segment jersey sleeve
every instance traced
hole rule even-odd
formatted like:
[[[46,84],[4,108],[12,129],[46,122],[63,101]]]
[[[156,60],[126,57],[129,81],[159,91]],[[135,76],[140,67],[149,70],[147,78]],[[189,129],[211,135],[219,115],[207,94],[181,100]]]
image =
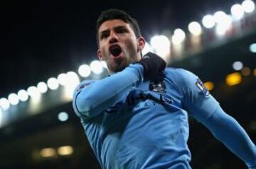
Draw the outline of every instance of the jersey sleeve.
[[[197,76],[186,70],[182,72],[180,85],[188,114],[206,126],[249,168],[256,168],[256,147],[243,128],[221,109]]]
[[[85,81],[75,91],[73,105],[80,118],[93,117],[114,105],[143,81],[143,67],[130,64],[124,70],[97,81]]]
[[[178,75],[178,86],[183,94],[182,103],[185,109],[198,121],[207,119],[219,107],[219,103],[198,77],[183,69],[180,69]]]

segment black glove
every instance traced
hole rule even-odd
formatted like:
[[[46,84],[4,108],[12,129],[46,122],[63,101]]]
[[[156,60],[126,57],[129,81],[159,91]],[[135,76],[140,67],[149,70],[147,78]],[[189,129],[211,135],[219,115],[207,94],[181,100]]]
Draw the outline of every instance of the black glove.
[[[166,67],[166,62],[160,56],[153,53],[148,53],[138,62],[144,67],[144,77],[149,78],[154,74],[163,71]]]

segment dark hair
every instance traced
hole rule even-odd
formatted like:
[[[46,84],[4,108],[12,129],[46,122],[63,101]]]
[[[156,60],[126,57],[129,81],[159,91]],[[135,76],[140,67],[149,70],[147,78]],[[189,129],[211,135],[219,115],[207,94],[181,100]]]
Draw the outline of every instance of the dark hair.
[[[139,27],[137,21],[135,18],[132,18],[128,13],[124,11],[119,9],[109,9],[105,11],[102,11],[100,15],[99,18],[97,20],[96,25],[96,39],[97,44],[99,45],[99,28],[104,22],[113,19],[121,19],[124,22],[129,23],[132,30],[134,32],[134,34],[137,38],[139,38],[142,36],[142,33],[139,30]]]

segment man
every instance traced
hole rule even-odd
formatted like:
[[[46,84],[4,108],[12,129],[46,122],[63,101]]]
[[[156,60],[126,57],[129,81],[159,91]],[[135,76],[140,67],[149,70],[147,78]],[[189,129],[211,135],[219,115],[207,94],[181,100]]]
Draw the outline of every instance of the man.
[[[102,168],[191,168],[188,115],[256,168],[256,148],[202,82],[183,69],[166,68],[135,19],[108,10],[97,23],[97,56],[110,76],[76,88],[73,107]]]

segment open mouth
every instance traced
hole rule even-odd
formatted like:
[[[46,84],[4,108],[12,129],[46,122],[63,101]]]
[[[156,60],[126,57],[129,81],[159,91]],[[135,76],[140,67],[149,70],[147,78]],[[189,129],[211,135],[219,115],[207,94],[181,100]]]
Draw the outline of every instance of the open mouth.
[[[122,53],[121,47],[119,45],[112,45],[110,47],[110,53],[114,57],[117,57]]]

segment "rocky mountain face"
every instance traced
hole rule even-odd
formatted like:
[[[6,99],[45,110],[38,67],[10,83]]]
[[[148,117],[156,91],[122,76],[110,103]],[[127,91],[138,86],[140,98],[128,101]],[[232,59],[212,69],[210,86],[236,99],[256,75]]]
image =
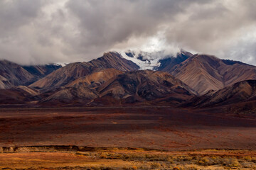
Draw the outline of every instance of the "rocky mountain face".
[[[60,68],[54,64],[20,66],[16,63],[0,60],[0,89],[28,85]]]
[[[108,69],[73,81],[41,103],[100,106],[161,101],[180,103],[196,93],[168,73],[151,70],[122,72]]]
[[[168,57],[160,60],[160,66],[156,68],[156,70],[171,73],[178,64],[192,56],[193,55],[191,53],[181,50],[181,52],[177,54],[176,57],[168,56]]]
[[[209,107],[256,101],[256,80],[245,80],[191,99],[188,106]]]
[[[155,59],[156,65],[145,67],[161,71],[142,70],[146,65],[136,60],[150,62],[155,58],[151,55],[107,52],[63,67],[21,67],[3,60],[0,104],[229,106],[236,110],[256,110],[256,67],[181,50],[176,57]]]
[[[9,89],[34,81],[34,76],[16,63],[0,61],[0,88]]]
[[[137,70],[139,67],[117,52],[105,53],[102,57],[89,62],[71,63],[30,85],[41,90],[53,89],[73,81],[105,69],[113,68],[122,72]]]
[[[195,55],[177,65],[171,74],[203,95],[238,81],[256,79],[256,67],[211,55]]]
[[[45,65],[22,66],[22,67],[36,77],[37,79],[39,79],[47,76],[53,71],[60,69],[62,66],[51,64]]]

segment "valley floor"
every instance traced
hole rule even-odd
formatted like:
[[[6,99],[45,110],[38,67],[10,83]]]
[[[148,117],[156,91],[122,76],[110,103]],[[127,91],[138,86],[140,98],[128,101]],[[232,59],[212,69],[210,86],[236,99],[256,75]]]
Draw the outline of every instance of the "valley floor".
[[[17,148],[16,148],[17,149]],[[33,149],[36,149],[34,147]],[[256,152],[207,149],[161,152],[130,148],[93,148],[82,152],[18,148],[0,154],[4,169],[255,169]],[[59,147],[58,149],[60,149]],[[81,148],[82,150],[82,148]],[[17,152],[17,150],[16,150]]]
[[[0,168],[255,168],[256,119],[170,107],[3,108]],[[18,149],[75,145],[108,149]],[[182,152],[195,149],[206,150]]]

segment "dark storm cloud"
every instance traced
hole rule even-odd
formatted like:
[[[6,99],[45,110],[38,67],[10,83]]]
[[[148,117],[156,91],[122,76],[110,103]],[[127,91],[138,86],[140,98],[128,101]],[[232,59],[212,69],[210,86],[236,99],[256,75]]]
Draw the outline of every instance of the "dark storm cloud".
[[[88,61],[129,48],[184,48],[256,64],[254,0],[3,0],[0,58]]]

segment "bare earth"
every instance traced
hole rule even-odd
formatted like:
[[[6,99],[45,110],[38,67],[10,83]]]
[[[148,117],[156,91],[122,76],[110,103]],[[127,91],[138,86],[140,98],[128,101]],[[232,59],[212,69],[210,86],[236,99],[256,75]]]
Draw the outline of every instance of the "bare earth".
[[[0,147],[256,149],[256,119],[169,107],[1,109]]]

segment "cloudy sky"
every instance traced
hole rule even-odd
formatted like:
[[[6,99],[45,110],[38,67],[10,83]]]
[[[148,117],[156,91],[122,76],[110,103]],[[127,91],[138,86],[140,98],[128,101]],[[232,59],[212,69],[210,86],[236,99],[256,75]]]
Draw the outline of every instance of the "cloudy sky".
[[[256,65],[255,0],[1,0],[0,59],[89,61],[128,49]]]

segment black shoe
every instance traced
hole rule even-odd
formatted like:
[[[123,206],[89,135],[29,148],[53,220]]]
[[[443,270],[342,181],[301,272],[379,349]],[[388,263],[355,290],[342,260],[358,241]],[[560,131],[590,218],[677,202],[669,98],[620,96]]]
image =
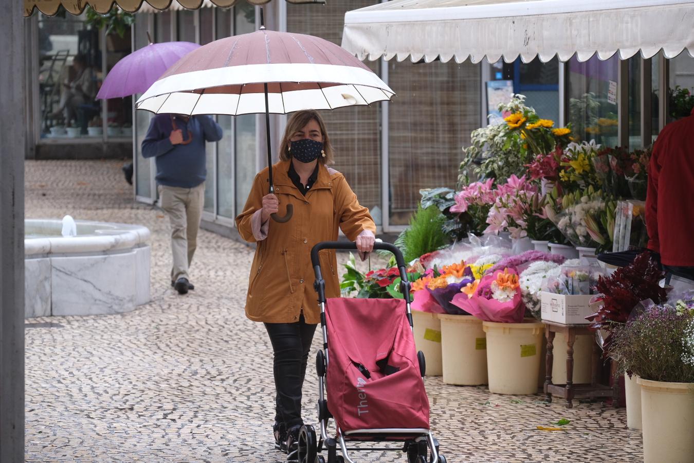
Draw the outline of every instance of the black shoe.
[[[128,162],[121,169],[123,169],[123,174],[126,176],[126,181],[133,185],[133,163]]]
[[[278,423],[272,426],[272,433],[275,437],[275,449],[287,452],[287,428],[284,423]]]
[[[176,283],[175,282],[173,282],[173,281],[171,282],[171,287],[172,288],[173,287],[176,287]],[[188,291],[193,291],[194,289],[195,289],[195,286],[193,285],[193,283],[190,283],[189,281],[188,282]]]
[[[187,278],[178,278],[176,280],[174,288],[178,292],[179,294],[185,294],[188,292],[188,285],[189,283]]]
[[[298,461],[299,451],[299,430],[301,425],[298,424],[292,426],[287,431],[287,461]]]

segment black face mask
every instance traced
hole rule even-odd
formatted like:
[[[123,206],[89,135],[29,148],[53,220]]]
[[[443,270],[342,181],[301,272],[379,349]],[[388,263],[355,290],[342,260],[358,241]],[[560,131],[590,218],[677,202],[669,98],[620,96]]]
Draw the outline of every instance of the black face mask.
[[[289,144],[291,157],[301,162],[311,162],[318,159],[323,151],[323,142],[304,138]]]

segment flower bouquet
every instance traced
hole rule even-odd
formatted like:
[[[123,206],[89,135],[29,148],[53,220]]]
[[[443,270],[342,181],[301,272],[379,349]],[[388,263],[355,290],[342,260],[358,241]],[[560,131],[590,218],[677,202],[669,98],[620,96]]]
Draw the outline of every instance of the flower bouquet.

» Written instruction:
Starting at the line that contains "segment black shoe", please write out every line to the end of the entries, inclusive, copied exactly and with pictures omitted.

» Worked answer:
segment black shoe
every instance traced
hole rule even-odd
formatted like:
[[[123,206],[89,135],[29,148],[53,220]]]
[[[443,270],[342,181],[301,272],[379,349]],[[388,263],[355,290],[342,260],[358,241]],[[560,131],[590,218],[677,202],[669,98],[620,96]]]
image =
Draw the outline of every instance of the black shoe.
[[[128,162],[121,169],[123,169],[123,174],[126,176],[126,181],[133,185],[133,163]]]
[[[278,423],[272,426],[272,433],[275,437],[275,449],[287,452],[287,428],[284,423]]]
[[[176,283],[175,282],[173,282],[173,281],[171,282],[171,287],[172,288],[173,287],[176,287]],[[188,291],[193,291],[194,289],[195,289],[195,286],[193,285],[193,283],[190,283],[189,281],[188,282]]]
[[[187,278],[178,278],[176,280],[174,288],[178,292],[179,294],[185,294],[188,292],[188,285],[189,283]]]
[[[298,461],[299,451],[299,430],[301,425],[298,424],[292,426],[287,431],[287,461]]]

segment black face mask
every instance traced
hole rule even-odd
formatted like:
[[[123,206],[89,135],[29,148],[53,220]]]
[[[443,270],[342,181],[301,272],[379,349]],[[388,263],[355,290],[342,260],[358,241]],[[560,131],[590,218],[677,202],[669,98],[620,96]]]
Draw the outline of every instance of the black face mask.
[[[289,144],[291,157],[301,162],[311,162],[318,159],[323,151],[323,142],[304,138]]]

segment flower bouquet
every instance traced
hole rule even-odd
formatted like:
[[[123,206],[89,135],[29,148],[53,220]]]
[[[443,270],[342,181],[301,272],[379,349]],[[388,263],[355,290],[342,260],[358,241]],[[560,131],[590,218],[677,202],[669,98],[620,96]]]
Draw the outline of every instance of the flower bouquet.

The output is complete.